__Exercise tasks__
#1 In the job posting, what open-source framework for AI risk identification and evaluation does the team maintain?
#2 Extend the job posting past the point where it ends.

__Article__
________________

About The Position

Security represents the most critical priorities for our customers in a world awash in digital threats, regulatory scrutiny, and estate complexity. Microsoft Security aspires to make the world a safer place for all. We want to reshape security and empower every user, customer, and developer with a security cloud that protects them with end to end, simplified solutions. The Microsoft Security organization accelerates Microsoft’s mission and bold ambitions to ensure that our company and industry is securing digital technology platforms, devices, and clouds in our customers’ heterogeneous environments, as well as ensuring the security of our own internal estate. Our culture is centered on embracing a growth mindset, a theme of inspiring excellence, and encouraging teams and leaders to bring their best each day. In doing so, we create life-changing innovations that impact billions of lives around the world. The Microsoft AI Red Team is an interdisciplinary group of security experts, adversarial ML researchers, and software engineers with the mission of proactively identifying failures in Microsoft’s AI systems before they impact customers. Within the AI Red Team, our Tooling group builds platforms and developer experiences that enable teams across Microsoft to evaluate AI-powered systems at scale. Our team is the home of PyRIT (https://github.com/Azure/PyRIT), an open-source framework used for AI risk identification and evaluation. We are expanding this space by building a new platform that enables product teams to run system-level evaluations of agentic applications and model-enabled experiences inside normal engineering workflows. We are looking for a Software Engineer II to help build a new system-level evaluation platform for agentic applications and model-enabled experiences. These systems increasingly involve multi-step reasoning, tool and API use, multimodal inputs, and memory. In this role, you will contribute to the design and implementation of core platform capabilities and integration patterns that allow engineering teams to run evaluations in their workflows and pipelines. Microsoft’s mission is to empower every person and every organization on the planet to achieve more. As employees we come together with a growth mindset, innovate to empower others, and collaborate to realize our shared goals. Each day we build on our values of respect, integrity, and accountability to create a culture of inclusion where everyone can thrive at work and beyond.

________________

__Supplied material__

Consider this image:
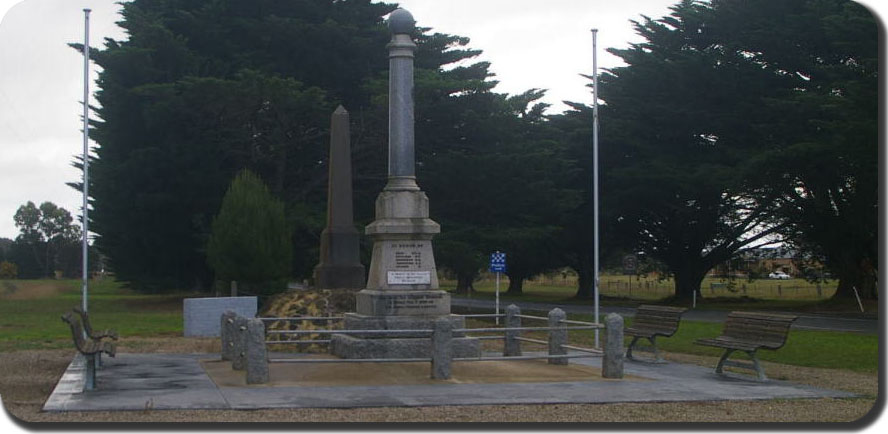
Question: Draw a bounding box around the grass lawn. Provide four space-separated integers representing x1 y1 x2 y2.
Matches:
0 280 878 373
0 280 183 351
441 275 878 315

________________

__Answer list__
#1 PyRIT

#2
Requirements

  • Bachelor's Degree in Computer Science or related technical field AND 2+ years technical engineering experience with coding in languages including, but not limited to, C, C++, C#, Java, JavaScript, or Python OR equivalent experience.
  • 1+ years of experience building systems with emphasis on reliability, durability, and operational efficiency, including experience with live site operations, incident response, and performance optimization.

Nice To Haves

  • Master's Degree in Computer Science or related technical field AND 3+ years technical engineering experience with coding in languages including, but not limited to, C, C++, C#, Java, JavaScript, or Python
  • OR Bachelor's Degree in Computer Science or related technical field AND 5+ years technical engineering experience with coding in languages including, but not limited to, C, C++, C#, Java, JavaScript, or Python OR equivalent experience.
  • 1+ years of experience designing, building, and operating scalable, highly available cloud services or distributed systems on platforms such as Azure, AWS, GCP, or comparable cloud environments, with production ownership and CI/CD pipeline integration.

Responsibilities

  • Build core platform features that enable repeatable, scalable evaluations of agentic applications and model-enabled experiences (execution workflows, integration patterns, developer-facing interfaces).
  • Partner with product teams to gather requirements and deliver integrations that work across different system surfaces (chat experiences, APIs, and tool/orchestration layers) with minimal friction.
  • Ship high-quality, reliable code through strong engineering practices (design docs, code reviews, CI, unit/integration testing) to ensure correctness and reproducibility.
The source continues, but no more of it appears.